**Problem 1:** Revise the stretch of the Congo election commentary from "The Carter Center, which" through "other electoral violations.", substituting "voting stations" for "polling stations".
**Problem 2:** List every neighboring state that the Congo election commentary names as bordering Congo.

═══ Text segment ═══

December 6th, 2011
08:54 AM ET

Congo's crucial crossroads

Editor's Note: Gambino reopened the USAID mission in the Congo in 1997 and returned to Congo to run the Mission from 2001-2004; O’Hanlon is senior fellow at Brookings and author of the new book The Wounded Giant: America’s Armed Forces in an Age of Austerity; both were Peace Corps Volunteers in Congo in the 1980s, when it was known as Zaire.

By Tony Gambino and Michael O’Hanlon - Special to CNN

Last week, millions of people turned out in the Democratic Republic of the Congo to vote in Presidential and Parliamentary elections. Unfortunately, because of myriad mistakes in the run-up to the polling, the elections themselves were marred by disorganization, fraud, and violence. And Congolese, as well as the world community, now face a fraught moment.

The electoral dysfunctionality comes on top of Congo’s other huge problems that have put it dead last in the U.N.’s World Development Index. It now risks another round of violence—and perhaps even civil warfare—in a country that has already seen more war-related deaths than any other on Earth since the Cold War ended. Beyond the humanitarian stakes, Congo is quite literally the crossroads of Africa, the continent’s second largest and third most populous country, bordered by nine other states including Angola, Rwanda, Burundi, and Uganda. Much of the continent’s future hinges on what happens here.

The Carter Center, which observed the Congo elections, stated in its Preliminary Post Election Statement: “The level of disorganization prevailing in some polling stations led our observers to give a poor evaluation in 16 percent of cases.” This sense that voters at roughly 15-20% of polling places encountered severe difficulties is widely shared. In addition, there were credible reports of ballot stuffing, voter intimidation, and other electoral violations.

On Tuesday, the President of the Congolese Electoral Commission, Reverend Daniel Mulunda-Nyanga, is expected to announce the interim results of the Presidential election (we won’t know the results of the Parliamentary elections until next year). As expected, the race is between two men, the incumbent President, Joseph Kabila, and longstanding Congolese opposition figure, Etienne Tshisekedi.

═══ Data provided ═══

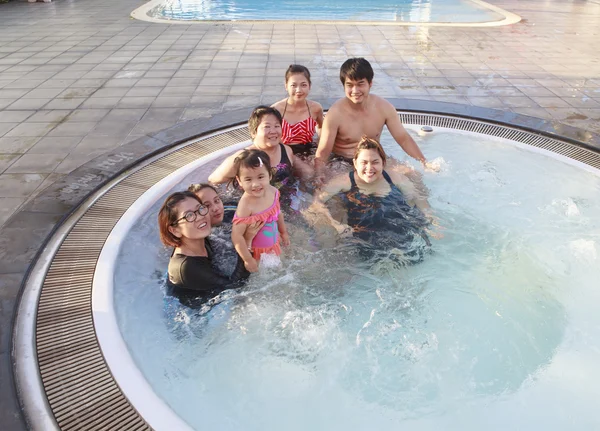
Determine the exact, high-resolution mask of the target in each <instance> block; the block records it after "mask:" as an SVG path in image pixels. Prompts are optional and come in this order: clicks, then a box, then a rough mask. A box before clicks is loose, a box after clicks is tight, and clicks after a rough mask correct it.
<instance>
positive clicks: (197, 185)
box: [188, 183, 219, 195]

═══

**Final answer 1:**
The Carter Center, which observed the Congo elections, stated in its Preliminary Post Election Statement: “The level of disorganization prevailing in some voting stations led our observers to give a poor evaluation in 16 percent of cases.” This sense that voters at roughly 15-20% of polling places encountered severe difficulties is widely shared. In addition, there were credible reports of ballot stuffing, voter intimidation, and other electoral violations.

**Final answer 2:** Angola, Rwanda, Burundi, Uganda